Aim of the task >> All of the data needs to come back exactly as written.

Material for this task >>
++++++++++

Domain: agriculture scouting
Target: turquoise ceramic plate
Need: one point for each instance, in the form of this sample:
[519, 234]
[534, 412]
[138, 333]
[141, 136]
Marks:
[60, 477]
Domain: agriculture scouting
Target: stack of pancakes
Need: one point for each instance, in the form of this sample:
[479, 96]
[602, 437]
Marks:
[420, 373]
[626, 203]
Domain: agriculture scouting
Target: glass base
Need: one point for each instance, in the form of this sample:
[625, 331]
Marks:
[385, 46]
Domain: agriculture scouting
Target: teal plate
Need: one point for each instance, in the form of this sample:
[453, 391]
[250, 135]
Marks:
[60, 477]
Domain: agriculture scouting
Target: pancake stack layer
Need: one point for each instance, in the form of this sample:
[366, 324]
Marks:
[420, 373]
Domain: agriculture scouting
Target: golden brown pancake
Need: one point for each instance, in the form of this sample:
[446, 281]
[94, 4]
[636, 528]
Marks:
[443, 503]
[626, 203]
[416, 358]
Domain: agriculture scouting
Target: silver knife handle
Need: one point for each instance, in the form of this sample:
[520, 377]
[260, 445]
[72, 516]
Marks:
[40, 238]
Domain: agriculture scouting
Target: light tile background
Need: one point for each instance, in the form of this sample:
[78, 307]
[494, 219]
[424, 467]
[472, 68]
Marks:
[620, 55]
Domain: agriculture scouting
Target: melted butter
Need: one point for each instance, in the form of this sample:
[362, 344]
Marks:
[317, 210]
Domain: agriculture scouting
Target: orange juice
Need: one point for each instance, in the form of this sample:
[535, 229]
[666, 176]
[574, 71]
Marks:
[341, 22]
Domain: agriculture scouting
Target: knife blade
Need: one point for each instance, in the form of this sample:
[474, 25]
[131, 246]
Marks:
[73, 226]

++++++++++

Task answer >>
Domain: agriculture scouting
Target: turquoise ceramic plate
Need: one point for each instance, in the form of this sample:
[519, 234]
[534, 412]
[138, 333]
[141, 136]
Marks:
[60, 477]
Domain: agriculture scouting
Target: stack of pancakes
Need: one point for each instance, in the form of this sample:
[479, 96]
[602, 437]
Marks:
[420, 373]
[626, 203]
Domain: agriculture scouting
Target: glass base
Need: one point for each instance, in the form of this sample:
[625, 331]
Marks:
[385, 46]
Domain: agriculture scouting
Target: teal plate
Need: one point for each instance, in the form of this sample:
[453, 391]
[250, 135]
Marks:
[60, 477]
Domain: agriculture scouting
Target: pancake stack layer
Need: one point for each instance, in the form of this sample:
[366, 324]
Marks:
[420, 373]
Domain: agriculture scouting
Target: golden brown pancake
Need: one point for each instance, in the form of this sample:
[446, 281]
[94, 4]
[636, 528]
Marks:
[443, 503]
[626, 203]
[416, 358]
Domain: agriculture scouting
Target: silver knife handle
Need: one point for each instance, in the form of this sample:
[520, 377]
[260, 445]
[72, 516]
Marks:
[40, 238]
Domain: agriculture scouting
Target: light tile background
Need: one point for each instance, in the form of this sample:
[78, 307]
[494, 219]
[424, 467]
[472, 68]
Marks:
[620, 55]
Domain: agriculture scouting
Target: melted butter
Need: one point for each instance, in the form of this sample:
[362, 344]
Marks:
[317, 210]
Domain: agriculture scouting
Target: orange juice
Need: one point for each instance, in the form of this sample:
[535, 229]
[666, 176]
[574, 71]
Marks:
[341, 22]
Domain: agriculture scouting
Target: knife blade
Need: one point for each instance, in the form of this sample:
[474, 25]
[131, 246]
Marks:
[73, 226]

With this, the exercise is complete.